LAWYERS acting for the “heirs” of the late Sulu sultan, Sultan Jamalul Kiram II — who are claiming US$14.92 billion (RM64 billion) from the Malaysian government — are disputing claims made by Datuk Seri Azalina Othman Said, minister in the Prime Minister’s Department (Law and Institutional Reform) last week.

Last Thursday, Azalina had said in a press statement that the district court of Luxembourg had set aside the attachment order requested by the heirs to the sultan, which involved arbitration awards by Spanish arbitrator Gonzalo Stampa amounting to US$14.92 billion.

In her press release dated Jan 26, Azalina had said, “Malaysia has availed itself of all available legal remedies to invalidate the appointment of Stampa and his purported ‘awards’. As a result, the Spanish court that initially appointed Stampa retroactively invalidated his appointment and nullified the alleged ‘preliminary award’ that he rendered in Madrid.”

Azalina’s move in firing the first salvo in the new year possibly caught the claimants off guard.

In a response last Friday, Paul Cohen from British law firm 4-5 Gray’s Inn Square, who is co-lead counsel for the eight claimants, implies that Azalina has not painted an accurate picture.

* Your objective
Please revise the stretch of the Sulu claim report from "In her press" through "claimants off guard.", putting "Gonzalo Stampa" wherever "Stampa" stands.

* Raw data

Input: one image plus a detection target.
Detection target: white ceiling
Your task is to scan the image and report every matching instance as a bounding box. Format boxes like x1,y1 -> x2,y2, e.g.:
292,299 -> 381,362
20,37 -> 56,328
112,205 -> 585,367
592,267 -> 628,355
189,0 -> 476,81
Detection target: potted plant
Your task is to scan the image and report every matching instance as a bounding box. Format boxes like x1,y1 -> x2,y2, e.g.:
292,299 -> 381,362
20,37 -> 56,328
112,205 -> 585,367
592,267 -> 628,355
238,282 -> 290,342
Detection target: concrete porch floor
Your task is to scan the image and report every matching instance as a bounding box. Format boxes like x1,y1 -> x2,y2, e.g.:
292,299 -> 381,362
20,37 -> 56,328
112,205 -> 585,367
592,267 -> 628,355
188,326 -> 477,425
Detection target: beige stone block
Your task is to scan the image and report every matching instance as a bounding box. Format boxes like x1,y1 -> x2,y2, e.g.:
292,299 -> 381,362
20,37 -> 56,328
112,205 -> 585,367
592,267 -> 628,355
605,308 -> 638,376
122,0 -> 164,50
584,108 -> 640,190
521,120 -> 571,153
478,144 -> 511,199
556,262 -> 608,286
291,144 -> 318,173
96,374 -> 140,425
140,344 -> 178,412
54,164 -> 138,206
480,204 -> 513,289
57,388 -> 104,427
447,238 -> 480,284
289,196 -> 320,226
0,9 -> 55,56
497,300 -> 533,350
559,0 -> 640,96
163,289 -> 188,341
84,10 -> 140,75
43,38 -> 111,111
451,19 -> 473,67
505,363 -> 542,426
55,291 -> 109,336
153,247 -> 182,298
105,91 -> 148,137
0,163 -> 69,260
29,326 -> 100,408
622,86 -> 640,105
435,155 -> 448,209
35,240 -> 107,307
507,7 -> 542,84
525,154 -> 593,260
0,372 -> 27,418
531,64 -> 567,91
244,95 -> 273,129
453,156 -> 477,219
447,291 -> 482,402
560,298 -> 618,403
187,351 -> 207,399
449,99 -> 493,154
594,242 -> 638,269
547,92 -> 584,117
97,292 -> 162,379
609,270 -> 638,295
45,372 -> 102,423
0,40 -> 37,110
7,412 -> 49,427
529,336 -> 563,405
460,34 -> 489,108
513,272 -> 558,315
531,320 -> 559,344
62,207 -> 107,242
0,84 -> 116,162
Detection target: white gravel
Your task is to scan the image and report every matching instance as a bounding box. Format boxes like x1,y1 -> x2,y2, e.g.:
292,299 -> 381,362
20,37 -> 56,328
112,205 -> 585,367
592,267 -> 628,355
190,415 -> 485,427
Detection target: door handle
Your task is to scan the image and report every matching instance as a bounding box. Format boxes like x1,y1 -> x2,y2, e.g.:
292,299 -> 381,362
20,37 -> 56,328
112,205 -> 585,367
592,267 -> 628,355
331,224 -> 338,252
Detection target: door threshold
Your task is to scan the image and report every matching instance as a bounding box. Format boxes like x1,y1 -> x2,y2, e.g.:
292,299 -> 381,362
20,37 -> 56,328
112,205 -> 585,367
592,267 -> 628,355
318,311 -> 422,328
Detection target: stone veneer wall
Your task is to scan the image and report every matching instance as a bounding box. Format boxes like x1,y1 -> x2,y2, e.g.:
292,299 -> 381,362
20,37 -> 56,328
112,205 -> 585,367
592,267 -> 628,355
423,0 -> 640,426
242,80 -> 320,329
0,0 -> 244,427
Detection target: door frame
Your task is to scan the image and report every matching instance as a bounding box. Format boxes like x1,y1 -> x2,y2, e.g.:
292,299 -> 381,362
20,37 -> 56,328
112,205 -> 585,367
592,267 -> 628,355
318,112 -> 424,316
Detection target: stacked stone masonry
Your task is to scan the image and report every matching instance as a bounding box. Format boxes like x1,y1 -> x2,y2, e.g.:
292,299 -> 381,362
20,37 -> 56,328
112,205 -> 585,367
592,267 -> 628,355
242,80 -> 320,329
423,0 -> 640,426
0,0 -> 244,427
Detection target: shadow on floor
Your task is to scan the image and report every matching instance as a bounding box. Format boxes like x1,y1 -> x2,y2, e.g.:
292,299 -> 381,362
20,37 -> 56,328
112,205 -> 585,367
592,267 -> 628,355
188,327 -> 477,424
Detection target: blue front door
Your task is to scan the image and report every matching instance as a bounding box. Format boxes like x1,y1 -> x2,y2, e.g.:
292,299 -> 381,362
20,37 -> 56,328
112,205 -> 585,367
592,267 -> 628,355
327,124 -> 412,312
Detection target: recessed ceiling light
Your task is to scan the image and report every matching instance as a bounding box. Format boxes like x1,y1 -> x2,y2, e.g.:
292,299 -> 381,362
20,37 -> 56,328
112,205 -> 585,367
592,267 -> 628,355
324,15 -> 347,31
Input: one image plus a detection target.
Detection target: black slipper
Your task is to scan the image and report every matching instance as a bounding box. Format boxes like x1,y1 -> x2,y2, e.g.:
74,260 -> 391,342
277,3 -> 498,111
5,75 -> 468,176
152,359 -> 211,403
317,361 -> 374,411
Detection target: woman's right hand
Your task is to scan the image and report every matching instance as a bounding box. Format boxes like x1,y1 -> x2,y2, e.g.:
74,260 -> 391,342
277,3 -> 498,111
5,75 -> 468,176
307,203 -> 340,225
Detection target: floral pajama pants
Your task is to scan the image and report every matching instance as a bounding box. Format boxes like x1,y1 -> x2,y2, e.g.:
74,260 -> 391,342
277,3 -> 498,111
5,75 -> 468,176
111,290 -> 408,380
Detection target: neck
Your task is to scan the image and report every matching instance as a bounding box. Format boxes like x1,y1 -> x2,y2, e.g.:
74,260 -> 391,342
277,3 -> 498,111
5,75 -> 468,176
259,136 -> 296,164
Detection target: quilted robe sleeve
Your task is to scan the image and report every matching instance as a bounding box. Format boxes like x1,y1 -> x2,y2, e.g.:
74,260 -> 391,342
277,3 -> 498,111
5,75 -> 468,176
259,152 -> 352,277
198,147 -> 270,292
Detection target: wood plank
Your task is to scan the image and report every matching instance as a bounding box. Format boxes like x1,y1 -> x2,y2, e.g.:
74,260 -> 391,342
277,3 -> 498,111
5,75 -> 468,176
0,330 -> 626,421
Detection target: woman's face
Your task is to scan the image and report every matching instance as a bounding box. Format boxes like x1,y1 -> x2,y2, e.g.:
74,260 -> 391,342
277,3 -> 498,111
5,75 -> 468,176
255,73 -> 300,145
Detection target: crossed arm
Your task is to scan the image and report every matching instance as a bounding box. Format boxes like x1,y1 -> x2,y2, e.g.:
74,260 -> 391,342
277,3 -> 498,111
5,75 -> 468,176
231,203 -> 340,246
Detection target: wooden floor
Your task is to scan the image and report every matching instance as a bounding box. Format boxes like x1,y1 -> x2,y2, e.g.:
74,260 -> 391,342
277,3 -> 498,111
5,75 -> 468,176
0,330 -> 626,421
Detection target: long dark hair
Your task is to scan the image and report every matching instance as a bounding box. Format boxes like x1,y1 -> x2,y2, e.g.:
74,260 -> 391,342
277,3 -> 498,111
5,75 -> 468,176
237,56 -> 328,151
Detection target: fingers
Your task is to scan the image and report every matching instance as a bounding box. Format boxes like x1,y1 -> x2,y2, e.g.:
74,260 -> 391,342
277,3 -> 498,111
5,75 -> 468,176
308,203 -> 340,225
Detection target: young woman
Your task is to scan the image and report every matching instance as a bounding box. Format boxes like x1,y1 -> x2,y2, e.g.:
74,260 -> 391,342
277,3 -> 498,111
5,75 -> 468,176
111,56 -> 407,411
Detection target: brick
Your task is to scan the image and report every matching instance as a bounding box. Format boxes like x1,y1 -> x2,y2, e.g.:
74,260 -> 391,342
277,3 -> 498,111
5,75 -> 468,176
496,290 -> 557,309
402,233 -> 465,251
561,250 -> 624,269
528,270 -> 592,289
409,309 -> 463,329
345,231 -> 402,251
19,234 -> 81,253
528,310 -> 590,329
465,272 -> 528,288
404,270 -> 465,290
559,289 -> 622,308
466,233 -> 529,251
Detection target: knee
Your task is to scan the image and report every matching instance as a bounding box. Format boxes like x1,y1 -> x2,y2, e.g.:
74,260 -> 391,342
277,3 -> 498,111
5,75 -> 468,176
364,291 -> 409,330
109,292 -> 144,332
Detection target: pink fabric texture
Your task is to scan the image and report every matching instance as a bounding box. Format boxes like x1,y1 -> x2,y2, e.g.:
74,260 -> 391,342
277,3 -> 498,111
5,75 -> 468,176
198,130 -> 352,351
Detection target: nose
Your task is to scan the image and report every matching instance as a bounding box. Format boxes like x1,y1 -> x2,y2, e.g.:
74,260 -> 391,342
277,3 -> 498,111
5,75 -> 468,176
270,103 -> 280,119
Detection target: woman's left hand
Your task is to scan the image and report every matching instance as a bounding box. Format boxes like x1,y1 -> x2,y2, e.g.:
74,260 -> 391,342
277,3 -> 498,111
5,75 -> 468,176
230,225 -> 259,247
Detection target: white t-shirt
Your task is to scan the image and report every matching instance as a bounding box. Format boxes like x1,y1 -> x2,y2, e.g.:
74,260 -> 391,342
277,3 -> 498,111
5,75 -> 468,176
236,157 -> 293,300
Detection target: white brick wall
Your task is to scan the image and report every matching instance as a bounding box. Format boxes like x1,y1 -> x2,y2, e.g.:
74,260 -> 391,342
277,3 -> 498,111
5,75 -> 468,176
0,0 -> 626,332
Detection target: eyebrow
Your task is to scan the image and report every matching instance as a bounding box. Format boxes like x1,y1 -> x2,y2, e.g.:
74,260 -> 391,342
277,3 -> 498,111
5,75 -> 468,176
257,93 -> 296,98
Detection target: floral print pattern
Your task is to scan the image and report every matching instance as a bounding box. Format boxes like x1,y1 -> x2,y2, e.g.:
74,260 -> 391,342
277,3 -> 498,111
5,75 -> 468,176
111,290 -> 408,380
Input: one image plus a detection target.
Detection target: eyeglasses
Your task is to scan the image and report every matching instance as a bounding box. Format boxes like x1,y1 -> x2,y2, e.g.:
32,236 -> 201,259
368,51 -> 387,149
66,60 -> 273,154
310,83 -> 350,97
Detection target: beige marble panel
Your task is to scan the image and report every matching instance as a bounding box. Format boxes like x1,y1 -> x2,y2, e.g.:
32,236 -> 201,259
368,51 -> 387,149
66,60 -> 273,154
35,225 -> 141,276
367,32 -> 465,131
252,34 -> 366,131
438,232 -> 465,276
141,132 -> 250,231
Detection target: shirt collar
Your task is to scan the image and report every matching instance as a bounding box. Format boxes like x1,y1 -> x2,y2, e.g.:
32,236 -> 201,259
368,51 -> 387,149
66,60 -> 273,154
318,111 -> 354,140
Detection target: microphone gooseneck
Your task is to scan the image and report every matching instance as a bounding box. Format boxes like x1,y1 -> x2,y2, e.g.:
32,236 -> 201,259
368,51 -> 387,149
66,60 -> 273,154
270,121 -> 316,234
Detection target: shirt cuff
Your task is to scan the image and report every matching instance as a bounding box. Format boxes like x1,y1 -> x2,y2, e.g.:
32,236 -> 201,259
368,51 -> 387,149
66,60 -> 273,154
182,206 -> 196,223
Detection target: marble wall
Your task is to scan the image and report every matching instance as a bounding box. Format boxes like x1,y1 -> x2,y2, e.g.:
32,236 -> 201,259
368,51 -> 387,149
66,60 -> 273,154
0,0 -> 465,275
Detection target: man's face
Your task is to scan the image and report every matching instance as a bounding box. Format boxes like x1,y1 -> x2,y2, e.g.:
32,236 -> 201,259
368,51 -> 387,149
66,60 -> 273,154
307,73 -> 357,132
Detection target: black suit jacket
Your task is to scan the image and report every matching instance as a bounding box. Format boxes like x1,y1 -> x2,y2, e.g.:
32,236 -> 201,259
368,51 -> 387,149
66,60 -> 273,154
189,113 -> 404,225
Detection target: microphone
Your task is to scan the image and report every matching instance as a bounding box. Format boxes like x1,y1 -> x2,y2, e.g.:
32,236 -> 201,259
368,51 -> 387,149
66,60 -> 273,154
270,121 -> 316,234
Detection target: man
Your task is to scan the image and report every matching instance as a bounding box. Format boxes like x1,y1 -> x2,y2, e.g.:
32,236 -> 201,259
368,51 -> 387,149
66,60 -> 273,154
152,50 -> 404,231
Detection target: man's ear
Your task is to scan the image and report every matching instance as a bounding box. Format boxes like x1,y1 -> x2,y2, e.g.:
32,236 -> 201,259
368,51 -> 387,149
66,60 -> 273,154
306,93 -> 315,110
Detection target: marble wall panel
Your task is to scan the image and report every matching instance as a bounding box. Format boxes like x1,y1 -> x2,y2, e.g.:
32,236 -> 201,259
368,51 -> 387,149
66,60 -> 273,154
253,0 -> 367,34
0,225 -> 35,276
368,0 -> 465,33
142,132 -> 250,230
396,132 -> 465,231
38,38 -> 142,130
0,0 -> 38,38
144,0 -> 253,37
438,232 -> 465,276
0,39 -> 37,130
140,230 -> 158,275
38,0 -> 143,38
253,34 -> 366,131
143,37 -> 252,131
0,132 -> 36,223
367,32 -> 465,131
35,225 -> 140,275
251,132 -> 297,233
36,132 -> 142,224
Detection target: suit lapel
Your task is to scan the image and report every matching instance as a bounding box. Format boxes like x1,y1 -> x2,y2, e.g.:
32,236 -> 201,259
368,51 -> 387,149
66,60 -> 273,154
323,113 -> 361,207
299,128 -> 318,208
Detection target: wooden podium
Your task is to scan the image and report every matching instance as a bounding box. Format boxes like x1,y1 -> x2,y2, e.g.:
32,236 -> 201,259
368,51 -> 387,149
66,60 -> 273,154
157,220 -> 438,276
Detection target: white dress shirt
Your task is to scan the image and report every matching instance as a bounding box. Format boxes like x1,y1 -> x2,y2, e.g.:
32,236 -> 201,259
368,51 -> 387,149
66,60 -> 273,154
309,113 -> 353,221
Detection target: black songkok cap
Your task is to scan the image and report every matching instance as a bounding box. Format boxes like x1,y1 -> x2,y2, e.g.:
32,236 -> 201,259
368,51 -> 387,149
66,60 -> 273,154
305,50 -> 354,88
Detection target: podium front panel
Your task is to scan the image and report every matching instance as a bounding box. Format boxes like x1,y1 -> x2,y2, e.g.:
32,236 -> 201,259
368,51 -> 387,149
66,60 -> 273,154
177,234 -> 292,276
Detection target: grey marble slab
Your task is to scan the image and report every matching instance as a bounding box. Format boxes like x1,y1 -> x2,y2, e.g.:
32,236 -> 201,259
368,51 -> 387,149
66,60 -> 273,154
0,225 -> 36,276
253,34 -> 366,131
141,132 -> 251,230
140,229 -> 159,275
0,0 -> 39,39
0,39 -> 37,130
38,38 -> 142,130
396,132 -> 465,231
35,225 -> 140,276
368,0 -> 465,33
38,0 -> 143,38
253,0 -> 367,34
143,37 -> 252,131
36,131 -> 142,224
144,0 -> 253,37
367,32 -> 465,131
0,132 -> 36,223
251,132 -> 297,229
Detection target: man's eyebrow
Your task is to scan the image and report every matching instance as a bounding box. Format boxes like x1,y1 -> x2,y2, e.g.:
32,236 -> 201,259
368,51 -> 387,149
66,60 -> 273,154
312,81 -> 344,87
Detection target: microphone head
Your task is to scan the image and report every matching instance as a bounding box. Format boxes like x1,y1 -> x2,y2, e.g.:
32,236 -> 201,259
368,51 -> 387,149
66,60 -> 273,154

* Result for this exercise
In her press release dated Jan 26, Azalina had said, “Malaysia has availed itself of all available legal remedies to invalidate the appointment of Gonzalo Stampa and his purported ‘awards’. As a result, the Spanish court that initially appointed Gonzalo Stampa retroactively invalidated his appointment and nullified the alleged ‘preliminary award’ that he rendered in Madrid.”

Azalina’s move in firing the first salvo in the new year possibly caught the claimants off guard.